Ausgangstext
=-=-=-=-=

Lange Zeit war es selbst in einer Stadt wie München alles andere als selbstverständlich, dass die nichtjüdische Mehrheitsgesellschaft Interesse an jüdischer Kultur zeigt. Daran, dass das lange beiderseitige Schweigen überwunden werden konnte, hatten die 1987 von Simon Snopkowski initiierten Jüdischen Kulturtage entscheidenden Anteil. Aus bescheidenen Anfängen hat die Veranstaltung sich längst zu einem Fixpunkt im Münchner Event-Kalender entwickelt, der nicht nur inhaltlich wichtige Impulse gibt, sondern auch Prominente aus vielen Bereichen der Stadtgesellschaft anzieht.
Diese Tradition führten Ende 2023 die 37. Jüdischen Kulturtage fort, die zwischen dem 14. November und dem 11. Dezember stattfanden. Judith Epstein, Vorsitzende der Gesellschaft zur Förderung jüdischer Kultur und Tradition, hatte erneut ein reichhaltiges Programm zusammengestellt, das Kunst, Musik und Literatur miteinander verband. »Unser Ziel ist es jedes Jahr, die Vielfalt und den Reichtum der jüdischen Kultur und Tradition aufzuzeigen«, fasste Epstein den Gedanken hinter der Planung zusammen. »Das nehmen wir mit in einen großen gesellschaftlichen Austausch, für den wir den Rahmen schaffen.«
Dass dies überzeugend gelang, bewies bereits die erste Veranstaltung im restlos gefüllten Hubert-Burda-Saal des Gemeindezentrums der Israelitischen Kultusgemeinde München und Oberbayern. Mit der Eröffnung der Ausstellung Zeichnen gegen das Vergessen des Künstlers Manfred Bockelmann, die 100 überdimensionale Kohlezeichnungen von in Auschwitz ermordeten jüdischen Kindern versammelte, wurde zum einen auf die allgemein wachsende Bedeutung einer bedrohten Gedenkkultur hingewiesen. Auf der anderen Seite erhielt das Thema nur wenige Wochen nach dem barbarischen Angriff der Hamas auf Israel mit 1200 zivilen Todesopfern neue traurige Aktualität.

=-=-=-=-=

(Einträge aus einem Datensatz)
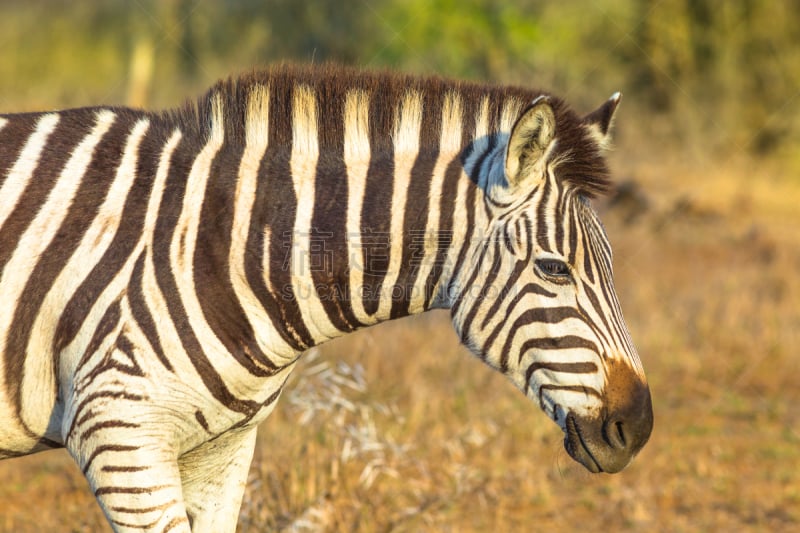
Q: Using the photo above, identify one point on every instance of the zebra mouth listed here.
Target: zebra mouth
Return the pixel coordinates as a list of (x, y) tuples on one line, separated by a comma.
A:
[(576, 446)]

=-=-=-=-=

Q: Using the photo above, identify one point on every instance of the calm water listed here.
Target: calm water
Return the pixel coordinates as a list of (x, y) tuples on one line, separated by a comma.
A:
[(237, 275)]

=-=-=-=-=

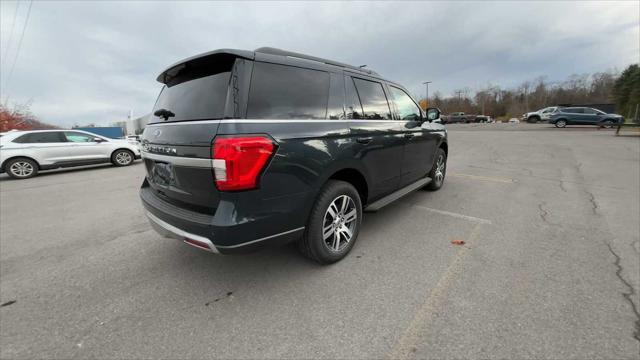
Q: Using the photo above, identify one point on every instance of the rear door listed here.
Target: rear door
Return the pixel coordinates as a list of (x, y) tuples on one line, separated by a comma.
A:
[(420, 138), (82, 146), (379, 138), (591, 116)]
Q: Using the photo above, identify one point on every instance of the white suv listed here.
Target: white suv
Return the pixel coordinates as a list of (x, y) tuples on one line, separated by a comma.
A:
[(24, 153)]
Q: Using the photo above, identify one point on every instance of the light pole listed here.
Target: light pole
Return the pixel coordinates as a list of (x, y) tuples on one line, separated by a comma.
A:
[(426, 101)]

=-=-=-=-=

Aufgabenziel
Was sagt der Text über die Jüdischen Kulturtage in München dazu?
1. Wer initiierte 1987 die Jüdischen Kulturtage?
2. Zwischen welchen Daten fanden die 37. Jüdischen Kulturtage statt?
3. Wie viele Kohlezeichnungen versammelte die Ausstellung von Manfred Bockelmann?

Ergebnis
1. Simon Snopkowski
2. Zwischen dem 14. November und dem 11. Dezember (Ende 2023)
3. 100